Dataset excerpts ▸
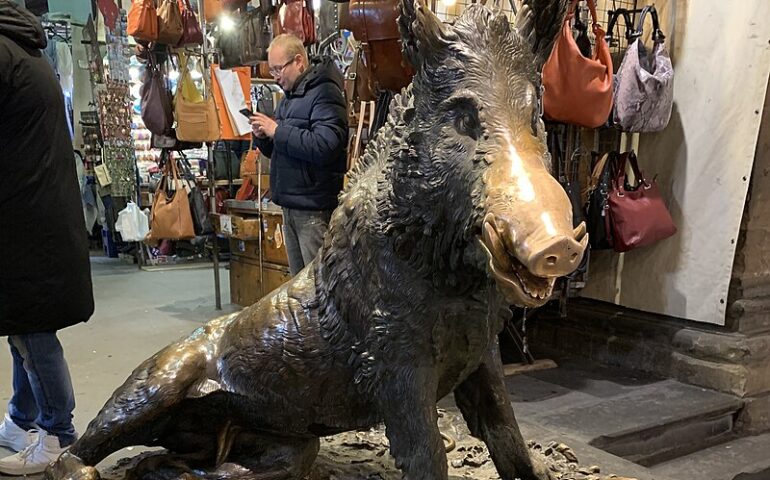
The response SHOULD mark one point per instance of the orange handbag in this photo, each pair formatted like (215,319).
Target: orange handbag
(226,126)
(143,20)
(578,90)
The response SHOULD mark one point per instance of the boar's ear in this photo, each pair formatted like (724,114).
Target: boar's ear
(539,23)
(424,37)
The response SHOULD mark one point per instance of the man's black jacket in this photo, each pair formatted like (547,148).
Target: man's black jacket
(307,153)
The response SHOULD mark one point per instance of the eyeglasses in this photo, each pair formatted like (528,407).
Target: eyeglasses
(276,71)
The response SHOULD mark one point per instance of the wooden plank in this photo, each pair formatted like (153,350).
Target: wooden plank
(520,368)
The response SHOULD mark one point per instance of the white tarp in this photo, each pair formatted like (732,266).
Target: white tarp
(704,160)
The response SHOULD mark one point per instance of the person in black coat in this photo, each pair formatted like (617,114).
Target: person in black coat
(306,143)
(45,276)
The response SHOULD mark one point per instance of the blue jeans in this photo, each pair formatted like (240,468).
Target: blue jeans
(304,232)
(42,387)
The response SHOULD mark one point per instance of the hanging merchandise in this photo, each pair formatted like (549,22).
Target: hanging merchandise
(170,25)
(132,223)
(196,116)
(374,24)
(597,192)
(157,112)
(638,215)
(255,36)
(212,9)
(198,207)
(298,21)
(230,99)
(644,92)
(171,216)
(191,32)
(143,20)
(578,90)
(234,4)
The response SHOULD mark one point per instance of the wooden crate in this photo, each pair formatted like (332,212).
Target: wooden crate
(244,228)
(273,244)
(245,285)
(273,276)
(245,248)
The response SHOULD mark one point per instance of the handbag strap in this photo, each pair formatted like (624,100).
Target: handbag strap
(613,16)
(620,173)
(657,33)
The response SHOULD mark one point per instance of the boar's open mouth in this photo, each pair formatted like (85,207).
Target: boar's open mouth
(518,285)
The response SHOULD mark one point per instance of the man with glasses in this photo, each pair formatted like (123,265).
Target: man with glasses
(306,143)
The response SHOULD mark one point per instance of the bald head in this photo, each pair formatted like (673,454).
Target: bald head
(288,60)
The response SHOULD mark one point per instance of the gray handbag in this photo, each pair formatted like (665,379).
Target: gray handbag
(644,84)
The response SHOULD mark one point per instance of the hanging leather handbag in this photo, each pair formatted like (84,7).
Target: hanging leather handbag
(644,93)
(373,23)
(170,26)
(196,116)
(597,191)
(143,20)
(298,21)
(157,112)
(255,37)
(191,33)
(578,90)
(638,215)
(230,47)
(234,4)
(171,217)
(212,9)
(198,208)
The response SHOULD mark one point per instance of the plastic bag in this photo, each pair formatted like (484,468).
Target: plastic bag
(132,223)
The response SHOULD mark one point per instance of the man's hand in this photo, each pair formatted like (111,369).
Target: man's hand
(262,125)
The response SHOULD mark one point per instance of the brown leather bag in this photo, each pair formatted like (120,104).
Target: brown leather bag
(143,20)
(578,90)
(170,26)
(638,214)
(373,22)
(212,9)
(196,118)
(298,21)
(191,34)
(171,215)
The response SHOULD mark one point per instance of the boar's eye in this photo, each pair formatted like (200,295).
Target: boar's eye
(467,123)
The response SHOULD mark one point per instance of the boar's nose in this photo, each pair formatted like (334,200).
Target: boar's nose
(544,253)
(559,255)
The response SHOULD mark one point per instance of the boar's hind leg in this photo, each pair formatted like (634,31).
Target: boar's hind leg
(408,406)
(484,403)
(137,412)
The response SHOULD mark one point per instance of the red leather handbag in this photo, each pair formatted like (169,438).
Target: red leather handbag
(191,30)
(638,216)
(578,90)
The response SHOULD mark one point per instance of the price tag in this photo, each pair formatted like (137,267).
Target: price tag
(226,222)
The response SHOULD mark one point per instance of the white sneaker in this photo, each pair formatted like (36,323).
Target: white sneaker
(13,436)
(35,458)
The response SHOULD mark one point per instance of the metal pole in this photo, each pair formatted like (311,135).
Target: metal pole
(210,166)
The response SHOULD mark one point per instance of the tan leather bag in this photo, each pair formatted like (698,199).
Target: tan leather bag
(143,20)
(578,90)
(170,24)
(196,118)
(171,215)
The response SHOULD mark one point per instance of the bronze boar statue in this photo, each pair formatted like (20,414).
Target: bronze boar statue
(450,217)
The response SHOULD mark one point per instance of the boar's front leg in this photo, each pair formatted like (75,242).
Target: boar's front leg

The request ▸ All lines from the one containing "formatted like (200,295)." through the end of the records, both ends included, are to be quoted exactly; please add nothing else.

Task response ▸
The response SHOULD mark one point per instance of the boar's eye in this photo, each pair formatted like (200,295).
Target: boar's eye
(467,123)
The response SHOULD mark one point per instance of the boar's nose in this photo, each pair formatted like (334,200).
Target: boar's nose
(544,253)
(559,255)
The response SHOULD mark one point per instance of the boar's hind leg in this photo, each pair formatted like (634,31).
Target: boar's hind leg
(408,406)
(484,403)
(137,412)
The response SHOULD mark one point per instance of the red leather handbag in this photo, each pair formatted like (169,438).
Target: red leather handbag
(191,30)
(638,216)
(578,90)
The response SHOULD mark one point per instance of the price tag in this photo, each pair formatted like (137,267).
Target: price tag
(226,222)
The response SHOULD mark one point per instance of the white sneaker in this photo, each pair formatted like (36,323).
Target: white sneaker
(13,436)
(35,458)
The response SHOULD mark one point per instance of the metal pole in this photo, each pair formatted like (311,135).
Target: metal pole
(210,166)
The response SHOULD mark one point per instance of the tan leather bag in this photo, each pair formatted like (698,199).
Target: tan leather bag
(143,20)
(578,90)
(170,24)
(196,118)
(171,215)
The response SHOULD mark one point per instance of the bronze boar statue in this photo, each pair formatted like (20,414).
Target: bronze boar statue
(450,217)
The response SHOULD mark one point per instance of the boar's front leg in this photo, each pair formatted like (75,242).
Target: boar's front leg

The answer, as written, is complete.